## What to produce
Restate the marriage ministry letter from "Recent cultural trends" through "in pastoral ministry.", swapping "pastoral ministry" for "church leadership" wherever it occurs.

## Excerpt provided

..............................

Evangelical pastors, chaplains and churches face increased questions and pressures about ministry to couples in relationships that we do not consider biblical. The Pastoral Letter on Marriage Relationships Ministry is a brief epistle of pastoral advice for ministry practitioners. It is not a treatise on the theology of marriage or a critique of recent cultural practices but a common baseline for all evangelical clergy seeking compassionate but biblically faithful ministry to couples and individuals. 

Dear Fellow Evangelical Clergy,

Recent cultural trends and legal changes in marriage, families, relationships and sexual behavior have raised new challenges in our practice of pastoral ministry. As evangelical Protestant pastors who are committed to the Bible as our rule of faith and practice, we seek guidance in dealing with these challenges. The following list of principles is to build a framework for making decisions in pastoral ministry.

1. All human beings are created in the image of God

Genesis 1:27 establishes the essential and eternal value of humankind as creatures of God and therefore always due appropriate dignity and respect. Even when we do not agree with other persons’ beliefs or behaviors we affirm that they are made in God’s image and must be treated as such. As pastors we lovingly relate to those whom we serve even if we disagree with their beliefs and refuse to condone their behaviors. We continually minister to align them with God’s creative design for their lives.

..............................

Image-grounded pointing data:

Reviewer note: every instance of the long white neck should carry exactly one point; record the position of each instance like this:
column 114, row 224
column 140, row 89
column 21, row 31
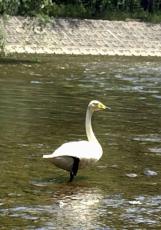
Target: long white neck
column 89, row 131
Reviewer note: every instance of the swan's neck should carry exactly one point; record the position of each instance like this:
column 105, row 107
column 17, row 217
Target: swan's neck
column 89, row 131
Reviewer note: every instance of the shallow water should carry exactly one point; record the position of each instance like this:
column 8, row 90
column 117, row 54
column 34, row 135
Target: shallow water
column 42, row 105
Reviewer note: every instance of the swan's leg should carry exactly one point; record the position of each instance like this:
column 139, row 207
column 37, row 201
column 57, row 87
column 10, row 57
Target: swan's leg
column 74, row 170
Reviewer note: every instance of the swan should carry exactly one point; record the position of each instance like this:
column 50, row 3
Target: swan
column 75, row 155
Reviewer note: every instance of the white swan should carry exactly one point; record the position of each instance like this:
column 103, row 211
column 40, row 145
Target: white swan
column 78, row 154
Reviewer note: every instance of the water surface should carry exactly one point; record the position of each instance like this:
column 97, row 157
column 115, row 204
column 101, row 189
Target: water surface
column 43, row 102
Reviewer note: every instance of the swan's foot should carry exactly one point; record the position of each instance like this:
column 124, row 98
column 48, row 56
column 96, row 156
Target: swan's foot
column 74, row 169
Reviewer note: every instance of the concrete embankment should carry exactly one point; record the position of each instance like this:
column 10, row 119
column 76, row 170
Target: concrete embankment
column 81, row 37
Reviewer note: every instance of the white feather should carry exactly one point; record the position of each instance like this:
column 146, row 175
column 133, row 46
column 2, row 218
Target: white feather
column 88, row 152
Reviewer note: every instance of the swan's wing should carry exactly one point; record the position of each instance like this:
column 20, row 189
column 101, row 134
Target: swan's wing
column 79, row 149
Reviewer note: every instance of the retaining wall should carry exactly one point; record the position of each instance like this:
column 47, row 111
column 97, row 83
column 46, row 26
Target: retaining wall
column 81, row 37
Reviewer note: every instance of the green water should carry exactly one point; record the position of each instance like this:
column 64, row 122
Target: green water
column 43, row 102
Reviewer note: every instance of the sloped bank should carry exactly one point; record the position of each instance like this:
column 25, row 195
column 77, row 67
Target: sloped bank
column 81, row 37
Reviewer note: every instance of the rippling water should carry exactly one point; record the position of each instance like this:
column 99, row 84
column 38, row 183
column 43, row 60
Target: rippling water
column 42, row 105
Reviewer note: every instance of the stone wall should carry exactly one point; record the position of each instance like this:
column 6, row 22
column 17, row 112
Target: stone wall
column 82, row 37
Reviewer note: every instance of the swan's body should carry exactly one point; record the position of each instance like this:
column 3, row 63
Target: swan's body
column 78, row 154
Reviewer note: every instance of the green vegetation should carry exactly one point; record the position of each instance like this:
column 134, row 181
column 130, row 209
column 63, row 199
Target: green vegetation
column 147, row 10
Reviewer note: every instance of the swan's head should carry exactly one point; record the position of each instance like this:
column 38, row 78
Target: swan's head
column 96, row 105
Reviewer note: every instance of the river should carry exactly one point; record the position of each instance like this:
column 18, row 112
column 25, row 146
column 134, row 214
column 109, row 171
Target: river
column 43, row 100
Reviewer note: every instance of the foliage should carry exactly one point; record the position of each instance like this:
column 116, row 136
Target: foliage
column 104, row 9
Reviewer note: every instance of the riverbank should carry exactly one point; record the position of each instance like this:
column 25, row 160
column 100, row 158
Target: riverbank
column 80, row 37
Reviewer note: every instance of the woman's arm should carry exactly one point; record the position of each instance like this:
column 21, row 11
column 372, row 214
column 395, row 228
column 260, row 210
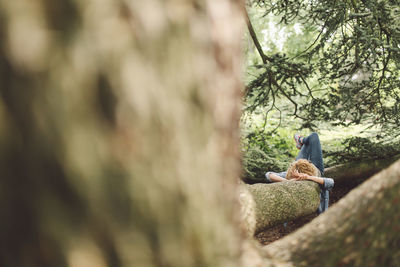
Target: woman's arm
column 302, row 176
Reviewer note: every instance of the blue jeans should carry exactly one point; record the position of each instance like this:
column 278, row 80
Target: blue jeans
column 312, row 151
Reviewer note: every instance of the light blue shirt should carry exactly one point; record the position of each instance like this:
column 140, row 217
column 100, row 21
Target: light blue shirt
column 323, row 195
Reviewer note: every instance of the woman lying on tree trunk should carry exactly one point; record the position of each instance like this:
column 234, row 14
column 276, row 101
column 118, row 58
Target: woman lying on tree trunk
column 309, row 165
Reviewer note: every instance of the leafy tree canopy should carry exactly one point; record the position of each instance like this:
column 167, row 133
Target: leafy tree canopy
column 347, row 74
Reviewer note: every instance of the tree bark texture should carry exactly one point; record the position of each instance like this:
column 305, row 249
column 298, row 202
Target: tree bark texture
column 119, row 132
column 119, row 143
column 281, row 202
column 362, row 229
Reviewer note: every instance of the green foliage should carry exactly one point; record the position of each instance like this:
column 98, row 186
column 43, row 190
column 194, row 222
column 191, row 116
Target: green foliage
column 360, row 148
column 342, row 68
column 265, row 150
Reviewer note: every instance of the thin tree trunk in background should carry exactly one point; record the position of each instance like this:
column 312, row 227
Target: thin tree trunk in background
column 254, row 37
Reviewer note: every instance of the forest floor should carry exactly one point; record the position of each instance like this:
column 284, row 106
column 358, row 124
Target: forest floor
column 279, row 231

..............................

## Answer box
Recent cultural trends and legal changes in marriage, families, relationships and sexual behavior have raised new challenges in our practice of church leadership. As evangelical Protestant pastors who are committed to the Bible as our rule of faith and practice, we seek guidance in dealing with these challenges. The following list of principles is to build a framework for making decisions in church leadership.